____ Source extract

Preventing frostbite


January 2019
Article by Patrick Sura, MD, Chief Medical Officer and Emergency Medicine physician (pictured right)

It happens every winter: dangerously cold temperatures will grip the Midwest and bring along threat of frostbite.

As a family medicine and emergency physician for over 30 years, I’ve seen my share of patients with frostbite injuries and hypothermia related to cold exposure. But for now, let’s focus on frostbite – specifically what it is, what it looks like and what to do if you have it.

Frostbite is defined as an injury or destruction of skin and underlying tissue. It results from prolonged exposure to freezing or subfreezing temperatures. And it most often happens to the nose, ears, fingers or toes. Frostbitten skin is usually painful or numb and may look pale or blue/black. The skin may feel stiff or rubbery to the touch.

What should you do if you’re exposed to the extreme cold and are concerned you may have frostbite?

  • Remain calm. Fear or too much activity causes sweating. Sweating cools the body and can make you feel chilled.
  • Find shelter so you can get out of the cold, the wind or the water.
  • Remove cold, wet clothes.
  • Put on dry clothing, especially wool clothing or a synthetic fabric that insulates well, such as polypropylene. Make sure your head is covered.
  • If dry clothing is not immediately available, you can try to get warm by making skin-to-skin contact. But, do not rub or massage frozen skin.
  • After removing wet clothes, wrap a blanket or sleeping bag around you and another person and allow body heat to rewarm you. Use a heated blanket, if available.
  • Move around. Whirl your arms around like a windmill. Activity gets your blood moving and makes body heat – but don't be so active that you sweat.
  • Avoid putting your whole body in warm water. As a last resort, use a warm-water bath [100.4°F (38°C) to 105°F (41°C)] to rewarm if help is not available and other home treatments are not working to warm you up. Small body parts, such as a hand or foot, can be rewarmed by putting them in warm water. Do not put anyone who is not fully awake and alert into a warm bath.
  • Drink warm fluids that do not contain caffeine or alcohol.
  • Eat high-energy foods like apples, bananas, oranges, almonds, eggs and yogurt.
  • Do not give food or drink to a person who is acting confused or responding slowly.
  • Avoid using tobacco because it can decrease blood flow to extremities like the finger and toes.
Most minor cold injuries will heal on their own, and home treatment is usually all that is needed to relieve your symptoms and promote healing. But if you think you may have a more severe cold injury, call 911 or use first aid measures while you arrange for an evaluation by your doctor. If you don’t have a physician or provider, call Amery Hospital & Clinic at 715-268-8000 for an appointment. Amery Hospital & Clinic is open 24 hours a day to help serve your health care needs.

Preventing frostbite and other cold exposure injuries

  • Safety first. Before walking or driving on lakes or ponds, be sure the ice is thick enough. Be very wary of rivers or areas with flowing water.
  • Bring an emergency kit so you are prepared for cold, wet or windy weather conditions that might arise.
  • Head for shelter that will protect you from wind and rain. 
  • Avoid doing too much activity and sweating when you’re outdoors in the cold. Sweating increases heat loss through evaporation, so you will feel even colder.

________
____ Material provided

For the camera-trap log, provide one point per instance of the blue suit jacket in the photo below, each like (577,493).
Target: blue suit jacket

________
____ Material provided

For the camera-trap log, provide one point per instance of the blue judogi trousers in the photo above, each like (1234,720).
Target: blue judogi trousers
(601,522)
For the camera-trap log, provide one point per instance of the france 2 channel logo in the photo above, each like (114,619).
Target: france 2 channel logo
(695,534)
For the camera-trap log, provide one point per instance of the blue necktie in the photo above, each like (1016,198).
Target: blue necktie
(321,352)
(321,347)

________

• [Task to complete]:
Reproduce word for word the part of the frostbite article above that opens with the words containing "Preventing frostbite and" and closes with "that might arise.".

• [Your response]:
Preventing frostbite and other cold exposure injuries

  • Safety first. Before walking or driving on lakes or ponds, be sure the ice is thick enough. Be very wary of rivers or areas with flowing water.
  • Bring an emergency kit so you are prepared for cold, wet or windy weather conditions that might arise.